BE: “Bener. Udah ada beberapa bankir yang bilang bahwa sawit-sawit yang di atas lahan gambut itu memang bikin risiko gede.  Yang kebakaran kemarin itu juga kebanyakan kebun di atas atau di sekitar gambut.  Nggak tau bank mana saja yang kena, tapi yang jelas pasti banyak lah.  Mungkin semua bank yang mbayarin sawit juga kena.  Kalo batubara kita liatnya memang harga produknya terjun bebas beberapa tahun belakangan, jelas banyak bikin pusing juga.  Minyak kita nggak main di situ lagi, karena harganya udah nggak masuk akal buat pengembangan bisnis baru.  Kita tadinya nggak liat itu sebagai risiko sosial dan lingkungan. Paling-paling kalau harganya membaik lagi, ya mereka mulai jalan, dan kami bisa mbayarin juga. Kan menambang batubara dan minyak masih legal?”
++++++++++++++++++++
▸ Arahan Singkat
Menurut sumber di atas, di mana sebagian besar kebun yang terbakar kemarin berada?

▸ Bagian Materi
++++++++++++++++++++
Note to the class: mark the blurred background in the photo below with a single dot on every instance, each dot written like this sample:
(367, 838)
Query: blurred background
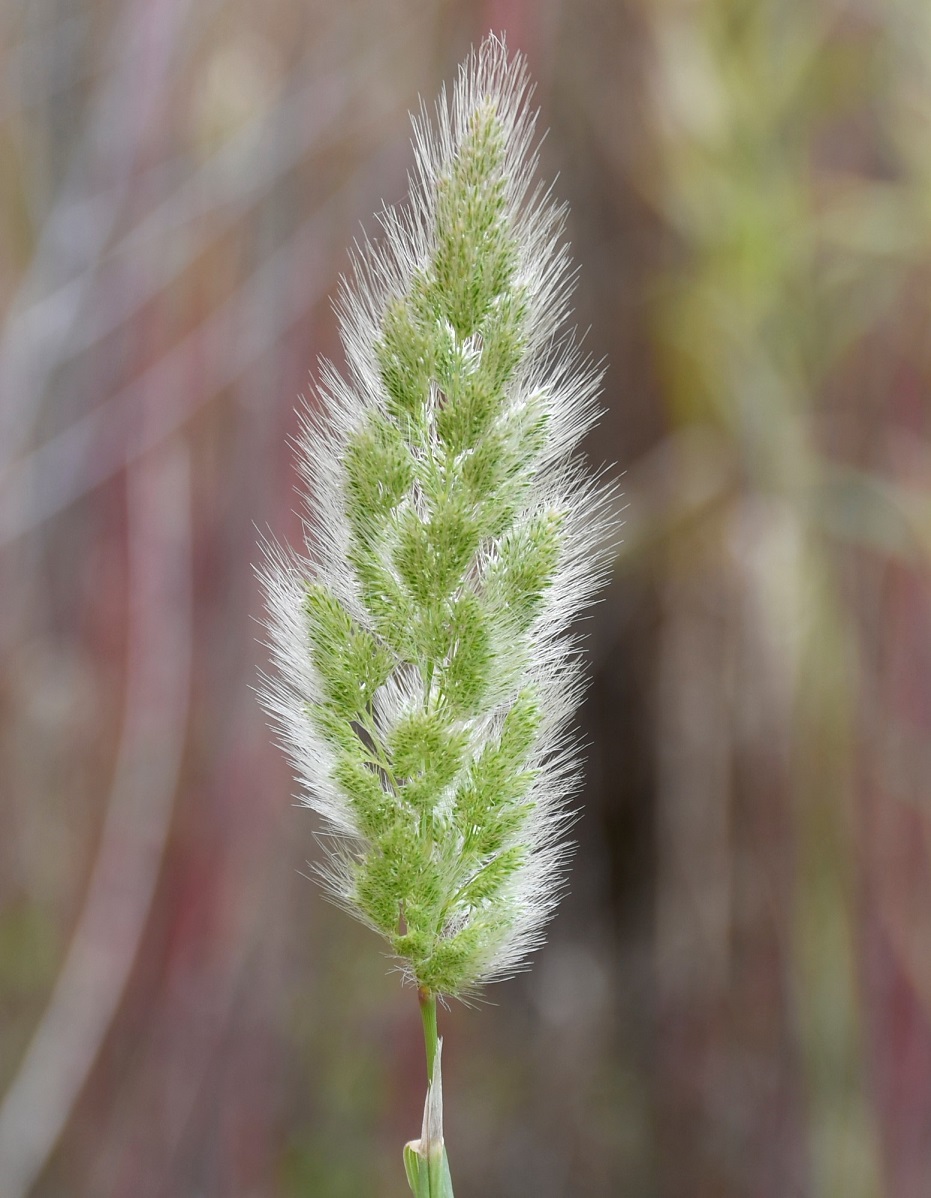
++++++++++++++++++++
▸ Jawaban Tugas
Di atas atau di sekitar lahan gambut.